Citeer woordelijk de regels vanaf de regel met "the transparent wing?" tot en met de regel met "[583,355,1042,428]".

Materiaal bij opdracht
------------------------------------------------
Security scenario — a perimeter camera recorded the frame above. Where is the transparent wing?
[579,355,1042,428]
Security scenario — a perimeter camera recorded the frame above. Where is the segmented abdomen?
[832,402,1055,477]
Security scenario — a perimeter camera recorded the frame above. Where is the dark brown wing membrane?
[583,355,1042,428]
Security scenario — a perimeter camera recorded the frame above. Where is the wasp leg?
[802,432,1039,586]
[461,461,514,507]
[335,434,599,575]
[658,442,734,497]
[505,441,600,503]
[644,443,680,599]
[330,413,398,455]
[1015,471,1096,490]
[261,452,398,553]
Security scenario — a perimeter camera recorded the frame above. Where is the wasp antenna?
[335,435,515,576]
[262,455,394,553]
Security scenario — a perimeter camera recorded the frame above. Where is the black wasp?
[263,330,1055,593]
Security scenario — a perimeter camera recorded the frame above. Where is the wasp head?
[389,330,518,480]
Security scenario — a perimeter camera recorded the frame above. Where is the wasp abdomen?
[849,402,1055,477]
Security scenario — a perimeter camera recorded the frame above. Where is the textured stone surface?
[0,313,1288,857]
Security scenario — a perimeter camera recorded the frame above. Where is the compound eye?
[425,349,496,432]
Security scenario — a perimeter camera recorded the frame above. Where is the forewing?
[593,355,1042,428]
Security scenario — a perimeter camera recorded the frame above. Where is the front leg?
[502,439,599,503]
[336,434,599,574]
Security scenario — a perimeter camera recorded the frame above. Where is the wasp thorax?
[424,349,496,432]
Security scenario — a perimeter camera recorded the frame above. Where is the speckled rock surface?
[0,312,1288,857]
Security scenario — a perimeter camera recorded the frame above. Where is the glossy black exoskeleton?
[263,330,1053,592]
------------------------------------------------
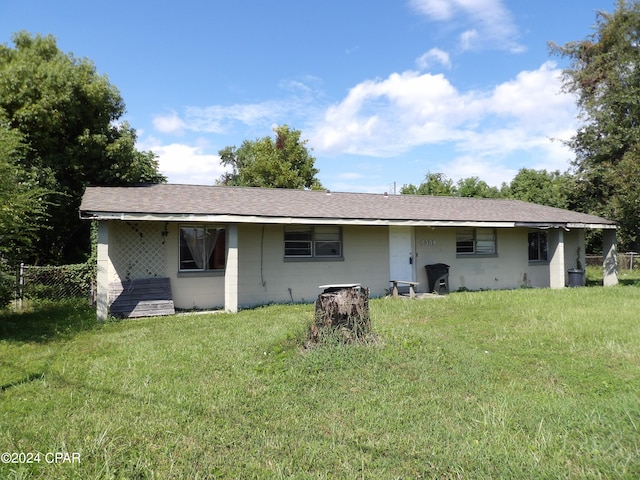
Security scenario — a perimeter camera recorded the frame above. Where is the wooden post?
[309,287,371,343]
------------------------------------------------
Uitgewerkte opgave
Security scenario — a perimeter camera recorded the frame above. Where is the transparent wing?
[579,355,1042,428]
Security scenario — a perimeter camera recorded the frame above. Where is the segmented abdomen?
[832,402,1055,477]
Security scenario — a perimeter camera recorded the frame above. Where is the dark brown wing membrane?
[583,355,1042,428]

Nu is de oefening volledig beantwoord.